Write out the lines below as a numbered list, omitting any blank lines.
>> start Given records
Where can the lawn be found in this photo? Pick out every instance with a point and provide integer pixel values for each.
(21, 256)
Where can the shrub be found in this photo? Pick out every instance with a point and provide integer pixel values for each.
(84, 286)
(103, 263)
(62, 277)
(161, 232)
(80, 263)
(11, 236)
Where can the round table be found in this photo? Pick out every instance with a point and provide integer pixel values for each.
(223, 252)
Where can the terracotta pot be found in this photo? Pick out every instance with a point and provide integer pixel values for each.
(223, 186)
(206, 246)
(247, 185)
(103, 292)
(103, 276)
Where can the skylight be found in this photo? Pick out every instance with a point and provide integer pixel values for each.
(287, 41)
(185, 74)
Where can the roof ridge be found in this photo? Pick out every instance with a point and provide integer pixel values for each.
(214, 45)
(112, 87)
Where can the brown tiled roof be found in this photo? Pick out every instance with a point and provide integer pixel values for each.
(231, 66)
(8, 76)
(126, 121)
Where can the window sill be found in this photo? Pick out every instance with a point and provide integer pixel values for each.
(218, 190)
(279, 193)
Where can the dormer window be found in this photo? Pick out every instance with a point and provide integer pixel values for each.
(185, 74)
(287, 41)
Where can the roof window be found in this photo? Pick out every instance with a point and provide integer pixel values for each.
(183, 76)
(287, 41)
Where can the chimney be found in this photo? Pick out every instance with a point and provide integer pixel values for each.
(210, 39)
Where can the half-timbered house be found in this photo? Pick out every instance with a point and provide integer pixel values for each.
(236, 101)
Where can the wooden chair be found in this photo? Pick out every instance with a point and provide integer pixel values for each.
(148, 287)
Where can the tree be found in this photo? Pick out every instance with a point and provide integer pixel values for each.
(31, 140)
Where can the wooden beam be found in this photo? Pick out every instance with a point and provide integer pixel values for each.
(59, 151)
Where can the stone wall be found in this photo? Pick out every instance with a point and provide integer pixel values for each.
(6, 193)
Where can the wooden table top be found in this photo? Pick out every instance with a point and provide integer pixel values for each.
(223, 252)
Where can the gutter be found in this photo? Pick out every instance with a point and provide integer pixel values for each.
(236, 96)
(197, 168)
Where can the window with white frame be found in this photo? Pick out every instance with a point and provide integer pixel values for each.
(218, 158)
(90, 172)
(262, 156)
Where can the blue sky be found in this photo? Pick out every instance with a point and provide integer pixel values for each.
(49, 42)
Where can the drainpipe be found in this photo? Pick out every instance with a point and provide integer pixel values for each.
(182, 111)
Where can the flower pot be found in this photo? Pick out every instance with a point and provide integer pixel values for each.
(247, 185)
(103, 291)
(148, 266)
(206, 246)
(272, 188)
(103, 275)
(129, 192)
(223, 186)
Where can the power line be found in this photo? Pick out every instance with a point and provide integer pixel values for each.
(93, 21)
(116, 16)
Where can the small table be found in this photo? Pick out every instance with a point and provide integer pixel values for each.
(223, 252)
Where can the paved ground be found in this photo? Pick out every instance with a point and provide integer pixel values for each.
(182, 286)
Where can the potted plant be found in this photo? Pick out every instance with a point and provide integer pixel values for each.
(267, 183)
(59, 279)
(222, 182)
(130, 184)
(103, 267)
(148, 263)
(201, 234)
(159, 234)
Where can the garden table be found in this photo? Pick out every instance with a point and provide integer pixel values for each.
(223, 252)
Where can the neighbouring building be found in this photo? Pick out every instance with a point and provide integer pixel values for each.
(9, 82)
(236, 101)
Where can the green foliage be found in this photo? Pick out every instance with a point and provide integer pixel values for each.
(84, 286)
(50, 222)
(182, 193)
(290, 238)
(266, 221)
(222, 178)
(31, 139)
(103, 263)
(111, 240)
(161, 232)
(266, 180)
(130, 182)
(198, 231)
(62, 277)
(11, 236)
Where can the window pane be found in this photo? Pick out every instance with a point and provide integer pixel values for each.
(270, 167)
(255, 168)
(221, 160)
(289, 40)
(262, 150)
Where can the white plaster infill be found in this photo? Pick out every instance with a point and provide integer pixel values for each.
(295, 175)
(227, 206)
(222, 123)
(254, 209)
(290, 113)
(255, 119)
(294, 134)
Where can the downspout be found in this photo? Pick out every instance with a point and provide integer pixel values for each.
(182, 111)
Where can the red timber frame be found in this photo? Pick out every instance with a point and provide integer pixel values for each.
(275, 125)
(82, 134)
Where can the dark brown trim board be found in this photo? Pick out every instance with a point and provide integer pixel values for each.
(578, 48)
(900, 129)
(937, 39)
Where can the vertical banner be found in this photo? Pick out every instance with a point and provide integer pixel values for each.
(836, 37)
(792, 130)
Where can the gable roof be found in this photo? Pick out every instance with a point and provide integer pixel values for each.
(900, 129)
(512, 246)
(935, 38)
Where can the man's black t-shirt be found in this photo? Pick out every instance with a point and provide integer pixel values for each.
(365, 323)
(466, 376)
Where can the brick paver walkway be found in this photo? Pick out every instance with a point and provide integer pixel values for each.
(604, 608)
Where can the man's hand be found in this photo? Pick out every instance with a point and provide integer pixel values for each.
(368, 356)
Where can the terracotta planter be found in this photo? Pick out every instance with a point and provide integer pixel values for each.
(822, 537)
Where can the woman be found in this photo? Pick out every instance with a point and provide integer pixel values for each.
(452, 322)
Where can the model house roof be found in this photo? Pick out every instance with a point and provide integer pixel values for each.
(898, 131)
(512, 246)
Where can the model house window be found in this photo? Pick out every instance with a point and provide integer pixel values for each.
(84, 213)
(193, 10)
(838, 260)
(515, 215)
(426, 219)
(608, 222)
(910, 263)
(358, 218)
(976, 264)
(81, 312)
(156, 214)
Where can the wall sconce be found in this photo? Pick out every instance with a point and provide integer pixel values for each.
>> end Given records
Task solution =>
1. Where can the lawn be found in this photo? Pick out every instance with a point and provide integer pixel values for each.
2. (21, 256)
3. Where can the shrub be found in this photo? Pick out every instance with a point and provide integer pixel values for each.
4. (84, 286)
5. (103, 263)
6. (62, 277)
7. (161, 232)
8. (80, 263)
9. (11, 236)
10. Where can the round table be found in this photo? Pick out every instance with a point and provide integer pixel values for each.
11. (223, 252)
12. Where can the terracotta pot be found in this photo? Pick out every instance with a point and provide integer pixel values for each.
13. (223, 186)
14. (206, 246)
15. (247, 185)
16. (103, 292)
17. (103, 276)
18. Where can the skylight be found in this photo? Pick out every instance with a point and provide integer pixel values for each.
19. (287, 41)
20. (185, 74)
21. Where can the roof ridge be found in this photo? Pick out every instance with a point and provide integer pixel values for each.
22. (214, 45)
23. (112, 87)
24. Where can the brown tiled roof be found in this photo? Pick out every instance with a point and provide integer pixel values for each.
25. (231, 66)
26. (8, 76)
27. (126, 121)
28. Where can the window sill be found in this photo? Pick out every instance with a point and provide integer pixel values for each.
29. (218, 190)
30. (279, 193)
31. Where can the dormer window be found in this photo? Pick out every instance with a point and provide integer pixel values for each.
32. (185, 74)
33. (287, 41)
34. Where can the roof window be found in this photo? Pick out every instance with a point and provide integer pixel values for each.
35. (183, 76)
36. (287, 41)
37. Where can the chimney be found in this photo? Pick out every instance with a point and provide integer pixel values for each.
38. (210, 39)
39. Where can the half-timbered house be found in this photo? Pick out every instance with a point and provide integer pixel values for each.
40. (236, 101)
41. Where can the wooden chair be found in this photo? Pick out every instance with a point and provide integer pixel values for each.
42. (148, 287)
43. Where can the tree be found in this photo? Pick out every instance with a point and provide integer pixel values for each.
44. (31, 140)
45. Where can the wooden beam be found in this photo? Pick out every instance with a point and provide integer pixel values for each.
46. (59, 151)
47. Where can the stone wall be found in this photo? Pick out every instance with a point and provide integer pixel values for each.
48. (6, 193)
49. Where can the wooden table top be found in this photo? Pick out every instance with a point and provide integer pixel values for each.
50. (223, 252)
51. Where can the gutter be found in this photo? Pick out every instance with a point and provide integer pixel values for each.
52. (236, 96)
53. (197, 168)
54. Where can the window with white frame be found in this photo? Pick out every instance with a point and provide integer pixel values for each.
55. (218, 158)
56. (90, 172)
57. (262, 156)
58. Where can the blue sky be found in this photo? Pick out every instance with a point and provide integer pixel values for each.
59. (49, 42)
60. Where can the drainpipe be found in this photo? Pick out every instance with a point and provide integer pixel values for each.
61. (182, 111)
62. Where can the flower pot be found in this photo? Pick out every instance with a point and provide integer pixel values for each.
63. (247, 185)
64. (103, 291)
65. (148, 266)
66. (206, 246)
67. (272, 188)
68. (103, 275)
69. (129, 192)
70. (223, 186)
71. Where can the power line be found in this photo? Pick out every instance with a point and provide integer pixel values for each.
72. (93, 21)
73. (116, 16)
74. Where can the small table be found in this photo? Pick out every instance with a point and provide integer pixel values for each.
75. (223, 252)
76. Where can the paved ground be found in this photo? Pick out every instance with a point and provide integer pixel values for each.
77. (182, 286)
78. Where can the potted plant be found in this photo? Pick out every instance with a point and provide integer pixel values for each.
79. (267, 183)
80. (59, 279)
81. (222, 182)
82. (130, 184)
83. (103, 267)
84. (148, 263)
85. (201, 234)
86. (159, 234)
87. Where can the garden table be found in this photo? Pick out every instance with a point and provide integer pixel values for each.
88. (223, 252)
89. Where can the neighbouring building be found in this photo? Pick out every instance with a point and provide integer pixel values for each.
90. (9, 82)
91. (236, 101)
92. Where can the green foliage be found in this photo? Pick out every instance with a point and provide integer pixel values for each.
93. (84, 286)
94. (50, 222)
95. (182, 193)
96. (290, 238)
97. (266, 221)
98. (222, 178)
99. (31, 139)
100. (103, 263)
101. (111, 240)
102. (161, 232)
103. (266, 180)
104. (130, 182)
105. (198, 231)
106. (62, 277)
107. (11, 236)
108. Where can the window pane be found in this photo? Pick out every instance with a point and provide integer pixel values for each.
109. (270, 167)
110. (255, 168)
111. (221, 160)
112. (289, 40)
113. (262, 150)
114. Where can the white plaster infill be found in this photo? Pick out every instance with a point and provide integer pixel values for each.
115. (295, 175)
116. (227, 206)
117. (222, 123)
118. (254, 209)
119. (290, 113)
120. (255, 119)
121. (294, 134)
122. Where can the downspout be found in this photo? Pick out every instance with a point and provide integer pixel values for each.
123. (182, 111)
124. Where can the red timber frame be found in this photo? Pick out every instance with a point and provide integer pixel values for each.
125. (275, 125)
126. (82, 134)
127. Where can the dark brown trim board be found in this photo? Pick out every instance with a point and provide integer pixel values for each.
128. (578, 48)
129. (900, 129)
130. (937, 39)
131. Where can the vertical banner be found in this photo? Pick out every instance with a point and provide integer pixel values for each.
132. (836, 37)
133. (792, 130)
134. Where can the gable roof be found in this photo? Pick out every instance with a point and provide integer pixel values for each.
135. (900, 129)
136. (512, 246)
137. (935, 38)
138. Where can the man's black t-shirt be found in this photo? Pick out every instance with a point and provide integer pixel values for each.
139. (365, 323)
140. (466, 376)
141. Where can the brick paver walkway be found in this photo? Pick out every instance with a point and provide integer pixel values for each.
142. (604, 608)
143. Where can the man's hand be found in this photo? Pick out every instance with a point and provide integer pixel values for each.
144. (368, 356)
145. Where can the terracotta planter be found in this photo? Pick out every instance with a point and provide integer pixel values for each.
146. (822, 537)
147. Where can the woman be found in this photo? Pick out every instance with a point and provide integer pixel values for each.
148. (452, 322)
149. Where can the model house roof be found in this photo? Pick out every instance with a point and provide integer pixel values for each.
150. (898, 131)
151. (512, 246)
152. Where can the model house window be found in this photo? Pick out every instance with a point and provide integer pixel values for each.
153. (84, 213)
154. (193, 10)
155. (838, 260)
156. (515, 215)
157. (426, 219)
158. (608, 222)
159. (910, 263)
160. (358, 218)
161. (976, 264)
162. (81, 312)
163. (156, 214)
164. Where can the wall sconce be found in this photo? Pick out every instance with a point and provide integer pixel values for each.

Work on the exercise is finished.